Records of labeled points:
★ ★ ★

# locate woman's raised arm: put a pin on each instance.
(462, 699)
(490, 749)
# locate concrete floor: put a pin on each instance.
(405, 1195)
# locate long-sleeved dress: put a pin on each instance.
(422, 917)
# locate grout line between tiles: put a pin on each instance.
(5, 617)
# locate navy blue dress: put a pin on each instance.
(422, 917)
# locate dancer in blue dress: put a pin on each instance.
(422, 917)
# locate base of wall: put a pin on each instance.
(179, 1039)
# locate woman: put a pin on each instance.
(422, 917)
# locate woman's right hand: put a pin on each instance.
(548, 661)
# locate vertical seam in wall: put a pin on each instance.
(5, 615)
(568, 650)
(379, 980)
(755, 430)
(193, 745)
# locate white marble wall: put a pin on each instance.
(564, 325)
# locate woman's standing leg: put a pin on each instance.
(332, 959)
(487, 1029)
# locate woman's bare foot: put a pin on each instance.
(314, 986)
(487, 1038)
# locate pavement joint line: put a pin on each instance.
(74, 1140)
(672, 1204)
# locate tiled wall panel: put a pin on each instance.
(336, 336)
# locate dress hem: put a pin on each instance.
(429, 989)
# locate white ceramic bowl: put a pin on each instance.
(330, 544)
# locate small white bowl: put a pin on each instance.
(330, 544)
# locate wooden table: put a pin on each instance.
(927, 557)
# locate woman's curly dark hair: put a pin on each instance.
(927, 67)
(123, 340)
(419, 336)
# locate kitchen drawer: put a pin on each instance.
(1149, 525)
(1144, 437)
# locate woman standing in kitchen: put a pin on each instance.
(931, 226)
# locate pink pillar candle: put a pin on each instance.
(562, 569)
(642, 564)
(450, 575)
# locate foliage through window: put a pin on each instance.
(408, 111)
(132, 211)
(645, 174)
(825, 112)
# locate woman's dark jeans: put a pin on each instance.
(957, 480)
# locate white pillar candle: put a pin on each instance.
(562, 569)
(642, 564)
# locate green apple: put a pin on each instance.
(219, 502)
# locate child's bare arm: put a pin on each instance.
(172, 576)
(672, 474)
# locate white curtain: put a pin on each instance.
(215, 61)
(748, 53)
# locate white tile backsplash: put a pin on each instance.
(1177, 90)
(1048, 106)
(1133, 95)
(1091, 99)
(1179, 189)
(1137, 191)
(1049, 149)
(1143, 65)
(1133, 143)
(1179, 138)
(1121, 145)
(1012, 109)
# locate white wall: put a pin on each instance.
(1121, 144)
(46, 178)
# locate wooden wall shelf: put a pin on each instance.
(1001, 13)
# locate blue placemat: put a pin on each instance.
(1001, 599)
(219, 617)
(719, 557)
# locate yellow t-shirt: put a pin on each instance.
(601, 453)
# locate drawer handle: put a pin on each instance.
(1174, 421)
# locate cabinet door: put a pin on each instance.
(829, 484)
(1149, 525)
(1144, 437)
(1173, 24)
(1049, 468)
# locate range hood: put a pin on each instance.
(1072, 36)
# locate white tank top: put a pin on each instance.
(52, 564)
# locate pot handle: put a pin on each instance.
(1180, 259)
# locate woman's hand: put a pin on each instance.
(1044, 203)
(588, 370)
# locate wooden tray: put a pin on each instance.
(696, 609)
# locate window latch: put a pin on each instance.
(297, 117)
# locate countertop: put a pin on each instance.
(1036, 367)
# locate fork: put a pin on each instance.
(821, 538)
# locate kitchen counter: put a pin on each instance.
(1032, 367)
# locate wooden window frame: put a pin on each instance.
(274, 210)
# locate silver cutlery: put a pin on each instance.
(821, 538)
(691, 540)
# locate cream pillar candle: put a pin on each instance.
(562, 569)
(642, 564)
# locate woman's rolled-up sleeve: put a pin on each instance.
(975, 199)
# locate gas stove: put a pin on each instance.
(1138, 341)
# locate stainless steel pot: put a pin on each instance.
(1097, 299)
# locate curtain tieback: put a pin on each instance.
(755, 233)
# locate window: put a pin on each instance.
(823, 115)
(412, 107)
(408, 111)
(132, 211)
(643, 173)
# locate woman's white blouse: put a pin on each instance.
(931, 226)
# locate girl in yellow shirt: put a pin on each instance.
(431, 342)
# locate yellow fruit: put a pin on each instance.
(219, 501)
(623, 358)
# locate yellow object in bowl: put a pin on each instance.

★ ★ ★

Transcribe all of the entries without altering anything.

# locate woman's raised arm: put a pin on each instance.
(462, 699)
(490, 749)
# locate concrete floor: put a pin on each instance.
(405, 1195)
# locate long-sleeved dress: put a pin on each instance.
(422, 917)
# locate grout line between tiles: put a pin on each instance.
(5, 617)
# locate navy blue dress: put a pin on each instance.
(422, 917)
# locate dancer in blue dress: put a pin on each instance.
(422, 917)
# locate base of wall: put a pin on each instance.
(179, 1039)
# locate woman: put a pin on each instance.
(422, 917)
# locate woman's right hand: put a pin on each instance.
(548, 661)
# locate vertical seam in wall: put a pin on each instance.
(5, 615)
(568, 650)
(379, 980)
(755, 430)
(193, 745)
# locate white marble wall: put a pin on each instance.
(564, 325)
# locate woman's standing leg: put a pin on each instance.
(332, 959)
(487, 1029)
# locate woman's bare foot: put a pin on each instance.
(314, 986)
(487, 1038)
# locate pavement joint line: put a pin on each instance.
(74, 1140)
(672, 1204)
# locate tiled wall panel: put a pin on each instance.
(336, 336)
# locate dress hem: put a pin on each instance.
(429, 989)
# locate white ceramic bowl: put a pin on each instance.
(330, 544)
# locate small white bowl: put a pin on each instance.
(330, 544)
# locate wooden table: put a pin on each instance.
(927, 557)
# locate woman's curly dark hair: put a pin on each instance.
(927, 67)
(123, 340)
(419, 336)
# locate kitchen drawer: put a pin on each instance.
(1149, 525)
(1144, 437)
# locate woman standing in kitchen: put a pin on each instance.
(931, 226)
# locate pink pillar candle: put a pin on each instance.
(562, 569)
(642, 564)
(450, 575)
# locate foliage through window: put a pin on each instance.
(408, 111)
(132, 211)
(645, 174)
(825, 112)
# locate woman's dark jeans: put a pin on each instance.
(957, 480)
# locate white pillar candle: put a pin on each instance.
(562, 569)
(642, 564)
# locate green apple: put a pin on each instance.
(219, 502)
# locate child's bare arm: put a pin on each instance.
(172, 576)
(672, 474)
# locate white curtain: put a pin on each instance.
(215, 61)
(748, 53)
# locate white tile backsplash: put a pin on each instance.
(1177, 90)
(1048, 106)
(1133, 95)
(1091, 99)
(1179, 189)
(1137, 191)
(1049, 149)
(1143, 65)
(1133, 143)
(1179, 138)
(1121, 145)
(1012, 109)
# locate white wall: put a pin on each instance.
(1121, 144)
(46, 178)
# locate wooden wall shelf: put a pin on each instance.
(1001, 13)
# locate blue placemat: put a pin on each instance.
(1001, 599)
(219, 617)
(719, 557)
# locate yellow t-shirt: put a pin on each instance.
(601, 453)
# locate drawer handle: put a pin on each instance.
(1174, 421)
# locate cabinet door: put a pin on each instance.
(829, 484)
(1149, 525)
(1144, 437)
(1173, 24)
(1049, 468)
# locate range hood: put a pin on each instance.
(1072, 36)
# locate white tank top: put a pin on each instance.
(52, 564)
# locate pot handle: put a pin on each instance.
(1180, 259)
# locate woman's hand: put a pin on each instance.
(1044, 203)
(588, 370)
# locate wooden tray: put a pin on each instance.
(696, 609)
# locate window latch: put a pin on each instance.
(297, 117)
# locate countertop: put a pin on each instance.
(1036, 367)
# locate fork: put a pin on each instance.
(821, 538)
# locate kitchen counter: put a pin on each instance.
(1032, 367)
# locate wooden window frame: put a pin on each instance.
(274, 210)
# locate silver cutlery: put a pin on each instance.
(821, 538)
(691, 540)
# locate cream pillar candle: put a pin on each instance.
(562, 569)
(642, 564)
# locate woman's rolled-up sleeve: put a pin on each instance.
(975, 199)
# locate gas stove: put a pin on each instance.
(1138, 341)
# locate stainless steel pot: put a pin on each instance.
(1097, 299)
# locate curtain tieback: put a pin on each instance.
(755, 233)
# locate window: put a pin on each instance.
(823, 115)
(412, 107)
(408, 111)
(132, 211)
(643, 173)
# locate woman's white blouse: put a pin on each instance.
(931, 226)
# locate girl in yellow shirt: put a pin on each instance.
(431, 342)
# locate yellow fruit: put a pin on each instance.
(219, 501)
(623, 358)
# locate yellow object in bowl: put a pin on each instance.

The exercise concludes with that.